→ **EXERCISE DIRECTIONS**
Whatever lies between the line that holds "Annotate the white building" and the final line of the records below, both included, should be repeated exactly; leave out the pictures and add nothing.

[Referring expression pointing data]
==========

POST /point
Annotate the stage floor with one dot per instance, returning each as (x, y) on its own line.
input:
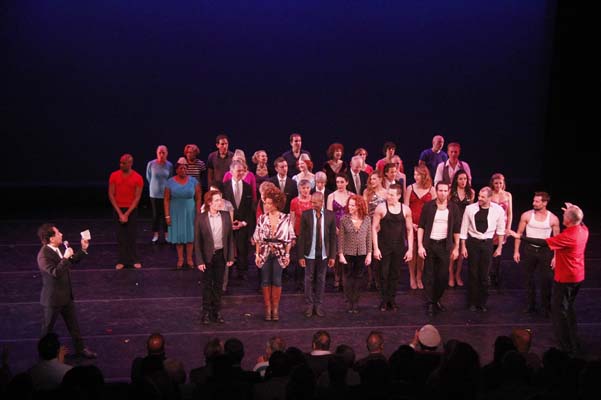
(118, 309)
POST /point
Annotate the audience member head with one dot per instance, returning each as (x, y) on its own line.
(49, 346)
(375, 342)
(321, 340)
(347, 353)
(213, 348)
(156, 345)
(428, 338)
(234, 348)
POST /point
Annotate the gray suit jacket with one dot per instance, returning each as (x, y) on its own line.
(203, 238)
(56, 277)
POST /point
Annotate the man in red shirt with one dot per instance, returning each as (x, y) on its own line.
(569, 248)
(125, 189)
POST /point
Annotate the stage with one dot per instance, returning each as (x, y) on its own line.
(118, 309)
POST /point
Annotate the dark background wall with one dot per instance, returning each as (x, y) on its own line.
(83, 82)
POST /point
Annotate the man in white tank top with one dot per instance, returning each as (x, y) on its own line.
(537, 223)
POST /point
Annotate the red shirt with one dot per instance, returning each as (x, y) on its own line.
(125, 187)
(569, 248)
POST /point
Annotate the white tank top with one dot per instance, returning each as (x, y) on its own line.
(539, 229)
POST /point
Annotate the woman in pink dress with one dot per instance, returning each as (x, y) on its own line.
(505, 200)
(416, 196)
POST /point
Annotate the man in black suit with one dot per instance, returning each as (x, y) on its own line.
(316, 246)
(214, 248)
(282, 181)
(57, 294)
(357, 178)
(437, 241)
(239, 193)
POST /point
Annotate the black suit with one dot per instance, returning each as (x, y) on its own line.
(363, 177)
(57, 294)
(316, 268)
(290, 190)
(244, 212)
(214, 260)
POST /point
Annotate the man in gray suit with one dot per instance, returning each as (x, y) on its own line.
(57, 294)
(214, 248)
(316, 248)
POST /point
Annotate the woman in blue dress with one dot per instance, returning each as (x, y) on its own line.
(182, 202)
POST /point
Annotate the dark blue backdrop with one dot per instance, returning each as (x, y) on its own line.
(84, 81)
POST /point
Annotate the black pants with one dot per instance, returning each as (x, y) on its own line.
(241, 239)
(537, 261)
(563, 315)
(478, 261)
(126, 239)
(212, 283)
(390, 269)
(436, 270)
(69, 316)
(353, 277)
(158, 215)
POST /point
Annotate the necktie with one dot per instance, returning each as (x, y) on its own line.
(318, 236)
(237, 193)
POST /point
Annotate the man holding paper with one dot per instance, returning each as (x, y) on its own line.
(57, 295)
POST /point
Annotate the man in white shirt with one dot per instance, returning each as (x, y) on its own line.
(481, 221)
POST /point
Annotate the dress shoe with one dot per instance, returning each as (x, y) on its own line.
(87, 353)
(219, 318)
(430, 310)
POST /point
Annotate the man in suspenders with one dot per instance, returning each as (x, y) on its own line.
(538, 223)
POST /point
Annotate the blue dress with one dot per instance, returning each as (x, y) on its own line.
(182, 209)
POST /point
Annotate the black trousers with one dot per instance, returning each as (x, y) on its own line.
(537, 262)
(126, 239)
(241, 239)
(563, 315)
(212, 283)
(390, 269)
(436, 270)
(69, 316)
(158, 215)
(353, 277)
(479, 257)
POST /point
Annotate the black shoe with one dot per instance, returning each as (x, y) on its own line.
(87, 353)
(430, 310)
(219, 318)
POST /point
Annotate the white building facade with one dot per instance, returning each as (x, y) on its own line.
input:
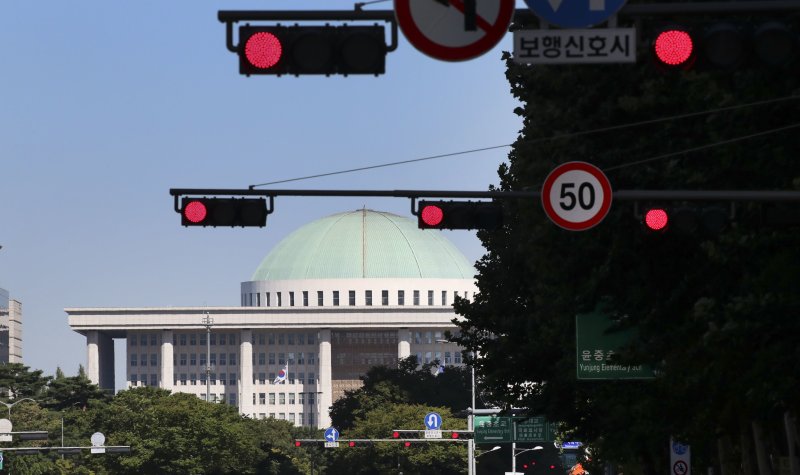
(336, 297)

==========

→ **SOLUTION FOR THIS PROBLEM**
Annotate the white building facade with one dot per instance, returning each as (x, y) on its own line.
input:
(336, 297)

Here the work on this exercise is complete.